Task instructions: Determine the number of lines in the listing below where the string "yellow" occurs; answer with the number alone.

Data for this exercise:
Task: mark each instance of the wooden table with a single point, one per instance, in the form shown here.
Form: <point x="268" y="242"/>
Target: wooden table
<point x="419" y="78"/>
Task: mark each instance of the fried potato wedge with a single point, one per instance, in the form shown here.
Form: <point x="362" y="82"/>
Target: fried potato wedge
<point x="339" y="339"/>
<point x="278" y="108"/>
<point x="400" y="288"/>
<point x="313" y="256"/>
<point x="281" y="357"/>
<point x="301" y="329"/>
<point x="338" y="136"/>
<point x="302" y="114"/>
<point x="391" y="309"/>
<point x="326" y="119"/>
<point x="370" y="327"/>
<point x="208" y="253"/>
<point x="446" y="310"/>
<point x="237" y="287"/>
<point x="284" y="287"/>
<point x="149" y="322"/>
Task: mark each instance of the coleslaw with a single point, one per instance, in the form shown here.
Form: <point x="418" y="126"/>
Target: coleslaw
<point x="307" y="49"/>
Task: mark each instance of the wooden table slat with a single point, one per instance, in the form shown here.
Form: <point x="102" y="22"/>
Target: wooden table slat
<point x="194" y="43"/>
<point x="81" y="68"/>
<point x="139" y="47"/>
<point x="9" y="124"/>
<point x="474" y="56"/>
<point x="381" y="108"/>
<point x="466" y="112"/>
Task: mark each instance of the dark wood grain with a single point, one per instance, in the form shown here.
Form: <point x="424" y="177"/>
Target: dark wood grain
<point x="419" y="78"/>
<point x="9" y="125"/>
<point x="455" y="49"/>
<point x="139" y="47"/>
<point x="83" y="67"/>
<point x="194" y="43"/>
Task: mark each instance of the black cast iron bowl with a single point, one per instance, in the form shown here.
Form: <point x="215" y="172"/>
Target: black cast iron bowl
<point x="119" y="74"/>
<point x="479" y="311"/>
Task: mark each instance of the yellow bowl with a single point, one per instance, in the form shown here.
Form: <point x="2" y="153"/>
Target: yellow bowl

Answer section: 2